Contour labeling items
::::::
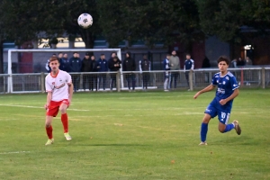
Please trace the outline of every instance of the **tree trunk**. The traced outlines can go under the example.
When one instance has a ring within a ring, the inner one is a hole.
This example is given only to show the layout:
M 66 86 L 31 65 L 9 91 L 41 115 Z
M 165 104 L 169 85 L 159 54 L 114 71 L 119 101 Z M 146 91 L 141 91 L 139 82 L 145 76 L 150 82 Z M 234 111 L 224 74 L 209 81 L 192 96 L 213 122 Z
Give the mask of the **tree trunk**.
M 0 38 L 0 74 L 4 74 L 4 40 Z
::::::
What to produce
Please reproduce the whole listing without the pictures, scaling every coordinate in the answer masks by 1.5 and rounding to whole numbers, with halves rounded up. Copy the request lines, including their sample paths, unchanged.

Answer to the problem
Please trace the outline of every instance of the **tree trunk**. The traced outlines can go under the example.
When one instance has a ring within a ring, the inner one is a hole.
This example is given only to show the layout:
M 66 86 L 31 65 L 9 91 L 41 115 Z
M 165 104 L 169 85 L 159 54 L 114 71 L 119 101 Z M 146 91 L 141 91 L 139 82 L 145 76 L 150 82 Z M 234 111 L 224 74 L 209 81 L 192 96 L 213 122 Z
Give the mask of the **tree trunk**.
M 0 57 L 0 111 L 6 111 L 6 60 Z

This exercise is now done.